WORK INSTRUCTIONS: Pictures are not part of the copy. Reproduce all the records exactly.
[[ EXERCISE DATA, beginning ]]
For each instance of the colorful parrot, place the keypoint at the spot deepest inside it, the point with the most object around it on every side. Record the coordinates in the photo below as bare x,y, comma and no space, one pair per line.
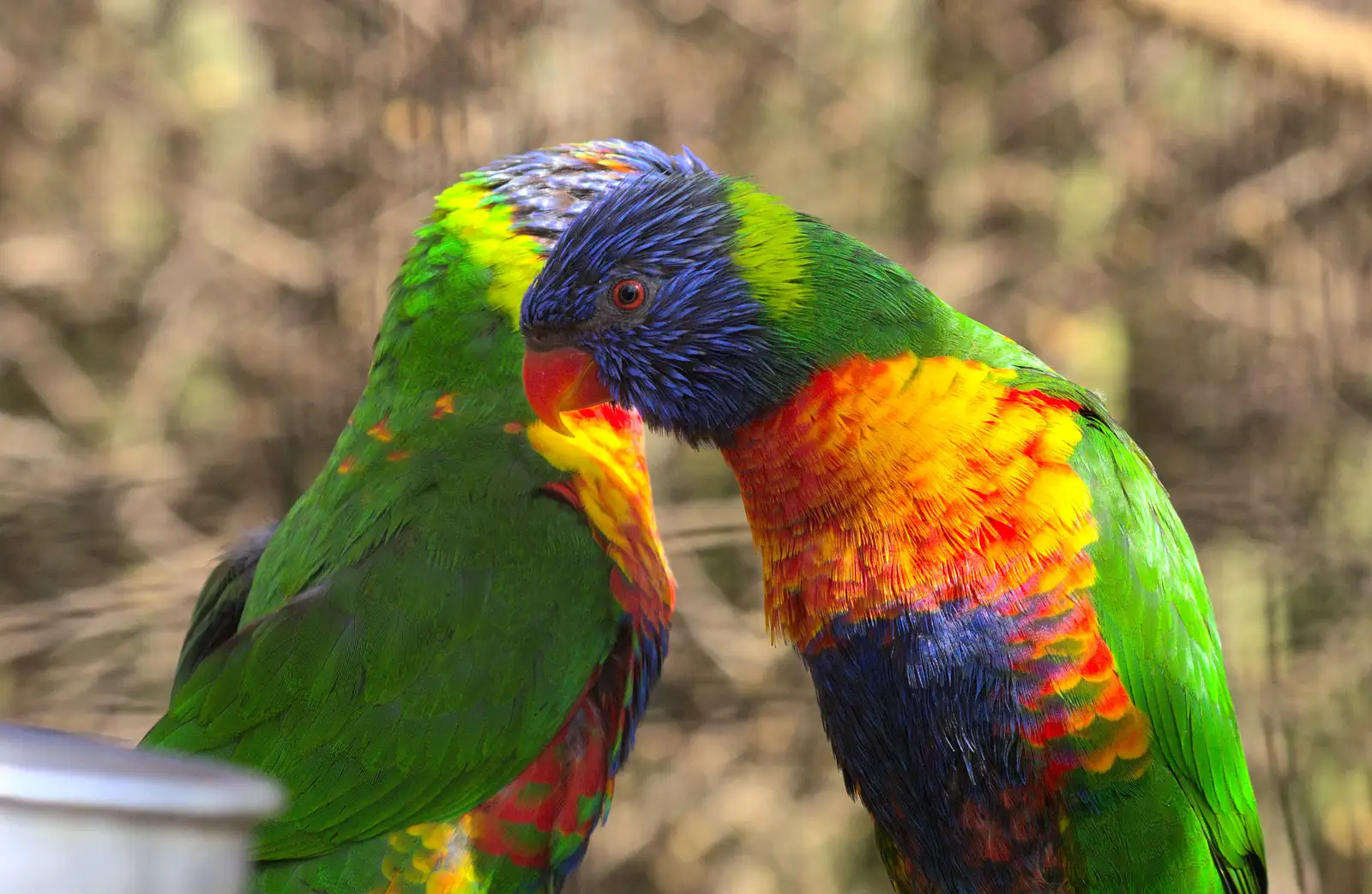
1003,619
446,645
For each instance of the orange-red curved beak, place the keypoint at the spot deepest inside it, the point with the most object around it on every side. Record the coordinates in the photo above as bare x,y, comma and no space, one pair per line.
559,381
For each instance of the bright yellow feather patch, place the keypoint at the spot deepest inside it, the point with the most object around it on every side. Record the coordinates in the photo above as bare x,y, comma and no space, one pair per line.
605,455
468,212
767,249
917,483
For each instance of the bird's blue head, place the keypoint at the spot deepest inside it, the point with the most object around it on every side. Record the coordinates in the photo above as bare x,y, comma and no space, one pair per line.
669,295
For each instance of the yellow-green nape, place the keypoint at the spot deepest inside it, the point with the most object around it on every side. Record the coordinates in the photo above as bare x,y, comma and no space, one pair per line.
484,224
767,249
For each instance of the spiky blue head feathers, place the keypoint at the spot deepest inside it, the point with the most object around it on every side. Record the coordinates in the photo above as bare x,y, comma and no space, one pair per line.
697,356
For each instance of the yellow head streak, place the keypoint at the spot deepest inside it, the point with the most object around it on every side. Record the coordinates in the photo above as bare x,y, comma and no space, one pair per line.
767,249
484,224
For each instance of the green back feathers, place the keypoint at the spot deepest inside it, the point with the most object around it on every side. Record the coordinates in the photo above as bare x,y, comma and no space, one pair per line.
829,297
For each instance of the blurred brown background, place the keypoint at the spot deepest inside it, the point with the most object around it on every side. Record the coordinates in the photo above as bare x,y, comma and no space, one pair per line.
202,203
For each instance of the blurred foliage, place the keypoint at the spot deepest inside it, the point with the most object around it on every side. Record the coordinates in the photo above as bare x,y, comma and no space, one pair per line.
202,203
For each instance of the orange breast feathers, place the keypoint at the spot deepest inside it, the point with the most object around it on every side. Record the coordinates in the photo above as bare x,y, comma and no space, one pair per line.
610,482
909,484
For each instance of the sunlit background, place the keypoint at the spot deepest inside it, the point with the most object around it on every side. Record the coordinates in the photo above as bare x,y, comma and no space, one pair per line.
202,203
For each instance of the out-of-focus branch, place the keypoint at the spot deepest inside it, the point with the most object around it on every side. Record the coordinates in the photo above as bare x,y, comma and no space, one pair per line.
1298,36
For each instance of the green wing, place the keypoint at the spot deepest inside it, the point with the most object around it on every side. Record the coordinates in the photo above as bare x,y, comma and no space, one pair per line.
1154,613
220,606
388,694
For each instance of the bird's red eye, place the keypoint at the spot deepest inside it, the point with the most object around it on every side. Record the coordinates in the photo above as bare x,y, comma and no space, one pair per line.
629,294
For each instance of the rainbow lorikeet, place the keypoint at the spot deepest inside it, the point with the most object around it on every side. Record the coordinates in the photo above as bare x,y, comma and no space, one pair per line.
445,646
1006,627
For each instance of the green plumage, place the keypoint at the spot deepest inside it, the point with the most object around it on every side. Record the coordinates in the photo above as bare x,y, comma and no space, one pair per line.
988,759
401,651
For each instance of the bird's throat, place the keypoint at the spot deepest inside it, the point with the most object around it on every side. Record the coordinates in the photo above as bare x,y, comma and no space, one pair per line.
912,483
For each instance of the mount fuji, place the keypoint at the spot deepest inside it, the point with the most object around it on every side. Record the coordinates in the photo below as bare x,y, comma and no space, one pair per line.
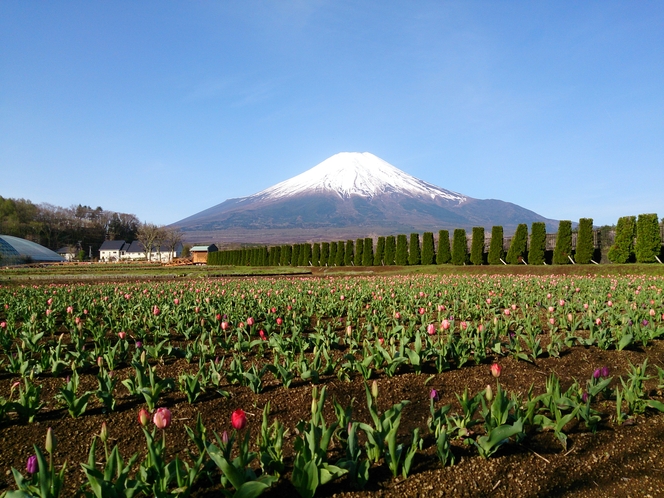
349,195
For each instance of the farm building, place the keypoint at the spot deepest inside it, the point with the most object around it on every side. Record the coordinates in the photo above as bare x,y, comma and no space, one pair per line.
199,253
14,251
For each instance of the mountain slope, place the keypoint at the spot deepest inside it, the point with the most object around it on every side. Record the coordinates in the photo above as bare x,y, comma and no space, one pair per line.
349,195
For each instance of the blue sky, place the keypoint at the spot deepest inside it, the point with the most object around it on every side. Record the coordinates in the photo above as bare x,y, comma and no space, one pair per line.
163,109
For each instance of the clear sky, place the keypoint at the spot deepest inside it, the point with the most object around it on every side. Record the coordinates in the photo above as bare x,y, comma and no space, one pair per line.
163,109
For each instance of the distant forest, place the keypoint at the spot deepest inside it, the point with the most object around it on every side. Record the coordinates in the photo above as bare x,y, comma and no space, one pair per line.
54,227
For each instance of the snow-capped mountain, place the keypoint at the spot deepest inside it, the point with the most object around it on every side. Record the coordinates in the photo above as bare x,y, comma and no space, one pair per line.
349,195
355,173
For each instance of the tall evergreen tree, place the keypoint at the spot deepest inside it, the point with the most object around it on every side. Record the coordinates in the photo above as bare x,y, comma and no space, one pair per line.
584,242
477,246
359,247
519,245
496,252
563,243
341,253
622,250
401,257
379,257
537,247
367,252
648,238
390,249
333,254
349,257
414,255
324,253
315,254
444,254
428,250
459,247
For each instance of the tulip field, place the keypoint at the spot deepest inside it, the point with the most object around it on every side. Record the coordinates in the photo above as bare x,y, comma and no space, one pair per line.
452,385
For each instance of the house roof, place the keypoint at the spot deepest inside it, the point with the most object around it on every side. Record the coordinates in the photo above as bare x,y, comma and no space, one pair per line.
112,245
209,248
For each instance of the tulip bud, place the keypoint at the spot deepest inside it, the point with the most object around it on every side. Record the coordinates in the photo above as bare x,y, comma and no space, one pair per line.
33,465
51,441
143,417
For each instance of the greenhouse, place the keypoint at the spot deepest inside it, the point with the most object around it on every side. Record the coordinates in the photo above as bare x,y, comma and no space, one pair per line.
14,251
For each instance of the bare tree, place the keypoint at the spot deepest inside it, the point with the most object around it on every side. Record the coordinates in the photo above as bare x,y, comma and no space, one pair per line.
173,238
146,235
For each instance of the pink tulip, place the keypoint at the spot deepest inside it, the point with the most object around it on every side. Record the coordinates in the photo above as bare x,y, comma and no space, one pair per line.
143,417
238,419
162,418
[[ EXERCISE DATA, end ]]
TASK OUTPUT:
For each instance of the colorful parrot, place the keypoint at the spot deepest inside it, the point with the most object around it on every side. Record the coordinates in the photo below as bare x,y, comma and no space, one pair per line.
1003,619
446,645
For each instance of the orange-red curved beak, place the keypoint at the spot deepest inside it, the point with the most object around it on every side. Record the coordinates in the photo above as bare x,y, comma and no space, one pair per line.
559,381
For each instance of the bright yellow feather patch, place the keypoint at the spot deepest inside it, the point with the most object around it on every side. Record the coordinates in the photo above as bare x,y, comma and no space, one pair per line.
605,455
468,212
767,249
917,483
For each instance of the bird's blue head, place the keypoint at the spot deepest inside it, the point with the most object around it on every side. Record the coordinates in the photo above as bare x,y, comma and no space, one pair per line.
669,295
For each instance of the yellow-green nape, place the keypoint at the spot deepest inside it, the point with the most object around it on every side. Record the coordinates in the photo above as bare x,y, comma and no space, one pair per line.
484,224
767,249
For each instance of the spiky blue head feathers, place the keypoint at the spot deepest inside it, the point with the most object around it on every side. Record the coordinates in the photo above as bare x,y, comma and no space, one pair per line.
697,356
For each instance of the yellow head streak, place the keypoint at the spot deepest inside it, the point with the most object around it on every side. Record the coordinates in the photo above as bare x,y, comma and no space, one pair per line.
767,249
484,224
For each instance of the green back feathers, place the keypoint at the spot deepest inside it, the point with the most object around it on every side. Record the coordinates in the photo above as bare x,y, comma and no space, one pair per line.
829,297
For each instance of the blurred brown background, place the keypoint at the spot deepest inside it, the point with the most object around it on every side. Record the coordinates in the photo above as bare x,y, comma and no space, one pair per line.
202,203
For each instance of the blurred foliage, place the keypoint at the spot deepest inside it, the point with the most object around it on every side. Record the coordinates in the photo above as bare x,y, comma and no space, one pair per line.
202,203
For each instance of the orange breast feathers, place the keypoint at the spot deepest inside it, the point with the most object around it on every side. Record the coordinates in the photo above as bare x,y, comma and no space, one pair per line.
610,482
909,484
For each instance of the sunlit background, place the keypoint at the spot deepest inside it, the point with the most object around it on every side. Record the coordinates in the photo above as bare x,y, comma and no space, one pair per line.
202,203
For each instance of the out-of-focus branch, place the keypoint at the spot deepest inside it, the point with the most object around it on every side. Record the coordinates in the photo above as bare x,y, comma and no space, one pair per line.
1298,36
For each instance of the green wing, place the keypoint at the spot deepest inside it, the point with the most object around it on every side. Record the coordinates in the photo above as bare x,y, comma and no space, one pair per line.
1154,613
220,606
388,694
For each instance of the bird's red eye, place the keypoint at the spot deepest inside it, the point with the most object around it on every side. Record the coordinates in the photo above as bare x,y, comma and no space, one pair per line.
629,294
For each instance of the rainbow lorikeet, place the keypoint at the spot deepest inside it, the point with the most object around it on every side. Record the coordinates in the photo above as bare x,y, comma and no space, one pair per line.
445,646
1006,627
For each instance of the green plumage, place the keypoint at the spot deepest inside it, the point with the most object around it on every side. Record the coordinates in the photo above as bare x,y, comma and no space, one pair per line.
988,759
401,651
For each instance of the bird's throat, place the keypoint at the spot deepest inside it, the point with the most object around it on every side. Record the coordinates in the photo above as bare x,y, comma and no space, one pair per line.
912,483
For each instance of the mount fuji, place the keypoint at the spot deepest inside it, the point with the most object around it on every side. Record the coordinates in the photo below as bare x,y, comma and no space, one pair per line.
349,195
For each instance of the farm building, place the keypoint at the spot deepest inside it, the point with the most object around it on every side. Record the coordinates in the photo above as bare x,y, comma and no space, one pair per line.
199,253
14,251
For each instance of the mountain slope, place the keypoint at the spot deepest inside it, the point with the most object around it on every side. Record the coordinates in the photo above as bare x,y, comma and no space, one pair per line.
349,195
For each instance of the blue sky, place the keypoint at the spot deepest inside it, the point with the most object around it on every side. Record the coordinates in the photo above as bare x,y, comma and no space, one pair per line.
163,109
For each instance of the clear sky, place the keypoint at the spot deepest inside it, the point with the most object around it on every side. Record the coordinates in the photo above as bare x,y, comma and no space, one pair per line.
163,109
For each instance of the distant forest, place the keypoint at the spot deepest inside it, the point with the most object around it on every side. Record the coordinates in the photo above as bare x,y, comma and no space, one pair per line.
54,227
For each instance of the snow-capped mountain, place the keypoint at the spot deepest inside it, the point with the most object around it on every side. Record the coordinates in the photo above as bare x,y, comma and no space, one pair per line.
349,195
355,173
For each instance of the tall evergreen tree, place the keypoint at the spot deepest inside it, the point with the most object around it on every side. Record the coordinates in the photo above as bare x,y, comma and no space, one pair per line.
584,242
477,246
359,247
519,245
496,252
563,243
341,253
622,250
401,257
379,257
537,247
367,252
648,238
390,249
333,254
349,257
414,255
324,253
315,254
444,254
428,250
459,247
For each instance of the tulip field, place the keypoint at the spot deepest inside it, the point with the most object around it on every side. Record the coordinates in the photo above as bare x,y, comma and no space, one pair per line.
452,385
For each instance of the house roof, place the keypoint at the spot deepest inside it, the point with the most object around it on every side. Record the coordinates in the photo above as bare x,y, comma and no space, one pair per line.
112,245
209,248
For each instance of the tulip bud, place the keypoint at the spot deepest inside it, the point with the most object around it on every side. Record the coordinates in the photo above as bare x,y, comma and no space, one pair per line.
33,465
51,441
143,417
For each instance of the greenhouse, place the keypoint at the spot deepest inside it, the point with the most object around it on every side. Record the coordinates in the photo above as bare x,y, comma and no space, one pair per line.
14,251
For each instance of the bare tree, place the keypoint at the spot deepest inside it, the point with the most object around it on every side. Record the coordinates in the photo above as bare x,y, comma and no space, one pair per line.
173,238
146,235
For each instance of the pink tulip, place the keypoint at the spot deepest inside it, the point with the most object around it on every side. Record the coordinates in the photo above as bare x,y, comma and no space, one pair per line.
143,417
238,419
162,418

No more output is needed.